### Page excerpt
>> START
The Grand Rapids Symphony’s 91st season includes the debut of a new series, The Pianists, and a reboot of its chamber orchestra series in St. Cecilia Music Center, featuring Grand Rapids Symphony musicians as soloists on each of its programs.
Season subscriptions are on sale today for the 10-concert Classical Series, the four-concert Chamber Orchestra Series and Coffee Classics Series, and the two-concert Pianists Series.
The Grand Rapids Symphony will unveil its 2020-21 Pops Series and Symphonic Boom Series in March. The lineup for the 2020 D&W Fresh Market Picnic Pops at Cannonsburg Ski Area was announced in January.
The new two-concert series The Pianists will welcome Natasha Paremski in November and Andrew von Oeyen in March for programs including two works for piano and orchestra plus solo music for piano alone on each program. Paremski and Von Oeyen are past Gilmore Young Artists of the Irving S. Gilmore International Keyboard Festival in Kalamazoo, a biennial event that has helped make West Michigan known throughout the world as an important center for keyboard music.
“It’s a way to give to the community that’s already here and that especially loves and appreciates the piano,” Lehninger said.
In addition to the new Pianists Series, which will be held on Sunday evenings in DeVos Performance Hall, three concerts on the Classical Series will include eminent pianists playing two of the most difficult piano concertos in the entire repertoire, testing the soloist’s technique and stamina in equal measure.
>> END
### What you will do
• A. List every series in the Grand Rapids Symphony season excerpt whose name includes the word "Series."
• B. Continue the excerpt about the Grand Rapids Symphony's 91st season, starting right after its final sentence.

### Stored data
>> START
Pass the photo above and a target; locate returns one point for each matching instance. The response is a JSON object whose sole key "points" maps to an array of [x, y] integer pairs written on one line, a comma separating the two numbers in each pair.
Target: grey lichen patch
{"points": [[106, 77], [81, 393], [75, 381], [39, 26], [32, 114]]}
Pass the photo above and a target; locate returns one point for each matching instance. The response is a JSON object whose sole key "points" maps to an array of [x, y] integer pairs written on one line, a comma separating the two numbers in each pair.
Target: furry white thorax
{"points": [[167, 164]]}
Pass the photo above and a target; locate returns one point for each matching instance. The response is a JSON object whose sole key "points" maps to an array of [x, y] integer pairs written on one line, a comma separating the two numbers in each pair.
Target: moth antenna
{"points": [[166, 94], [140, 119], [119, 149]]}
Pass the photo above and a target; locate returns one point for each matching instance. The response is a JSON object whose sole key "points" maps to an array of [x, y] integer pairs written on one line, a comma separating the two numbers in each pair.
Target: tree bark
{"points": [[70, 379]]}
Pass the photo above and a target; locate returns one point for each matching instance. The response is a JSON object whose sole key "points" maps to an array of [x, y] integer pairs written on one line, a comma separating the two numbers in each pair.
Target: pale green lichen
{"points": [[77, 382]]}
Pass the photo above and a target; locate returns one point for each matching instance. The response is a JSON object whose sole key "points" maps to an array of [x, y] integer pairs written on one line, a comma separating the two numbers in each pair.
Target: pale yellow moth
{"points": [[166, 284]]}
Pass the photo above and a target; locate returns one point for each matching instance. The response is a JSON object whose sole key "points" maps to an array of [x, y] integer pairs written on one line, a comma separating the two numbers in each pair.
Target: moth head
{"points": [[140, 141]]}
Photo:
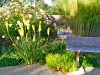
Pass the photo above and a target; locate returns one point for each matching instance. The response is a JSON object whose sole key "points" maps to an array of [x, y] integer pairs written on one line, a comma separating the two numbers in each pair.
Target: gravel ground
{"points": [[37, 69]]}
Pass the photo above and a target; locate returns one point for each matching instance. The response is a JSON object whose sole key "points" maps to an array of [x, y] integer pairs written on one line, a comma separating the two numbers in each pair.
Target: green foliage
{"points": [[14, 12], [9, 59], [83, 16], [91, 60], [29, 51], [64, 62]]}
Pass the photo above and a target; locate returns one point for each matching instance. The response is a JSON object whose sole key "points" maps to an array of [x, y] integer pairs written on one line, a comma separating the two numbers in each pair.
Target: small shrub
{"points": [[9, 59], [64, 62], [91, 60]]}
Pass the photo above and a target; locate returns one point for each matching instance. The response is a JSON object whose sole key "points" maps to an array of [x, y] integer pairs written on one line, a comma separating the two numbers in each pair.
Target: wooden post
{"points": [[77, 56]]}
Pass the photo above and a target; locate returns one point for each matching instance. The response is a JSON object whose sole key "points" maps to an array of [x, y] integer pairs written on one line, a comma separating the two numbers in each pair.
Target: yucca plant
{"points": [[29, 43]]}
>> END
>> START
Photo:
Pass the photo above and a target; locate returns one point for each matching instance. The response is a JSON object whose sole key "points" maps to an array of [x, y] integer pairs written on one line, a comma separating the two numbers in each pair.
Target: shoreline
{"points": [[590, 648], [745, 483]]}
>> END
### Solved problems
• A. Classical Series, Chamber Orchestra Series, Coffee Classics Series, Pianists Series, Pops Series, Symphonic Boom Series

• B.
Brahms’ Piano Concerto No. 2 will welcome the return of Brazilian pianist Nelson Freire, who last appeared with the Grand Rapids Symphony in April 2018 in New York City’s Carnegie Hall. Armenian-born, Russian-trained pianist Sergei Babayan, a first-prize winner of four major piano competitions and an esteemed teacher of such pianists as Daniil Trifonov, will make his GRS debut with Rachmaninov’s Piano Concerto No. 3.
Celebrated soloists on the Classical Series includes the GRS debut of violinist Rachel Barton Pines performing Aram Khachaturian’s Violin Concerto, and the return of cellist Andrei Ioniță to play Dmitri Shostakovich’s Cello Concerto No. 1.
The “bad boy of the organ,” Cameron Carpenter, who travels with his own custom-built instrument, will be special guest for concerts including Saint-Saens’ “Organ” Symphony No. 3 and Poulenc’s Concerto for Organ, Strings and Timpani.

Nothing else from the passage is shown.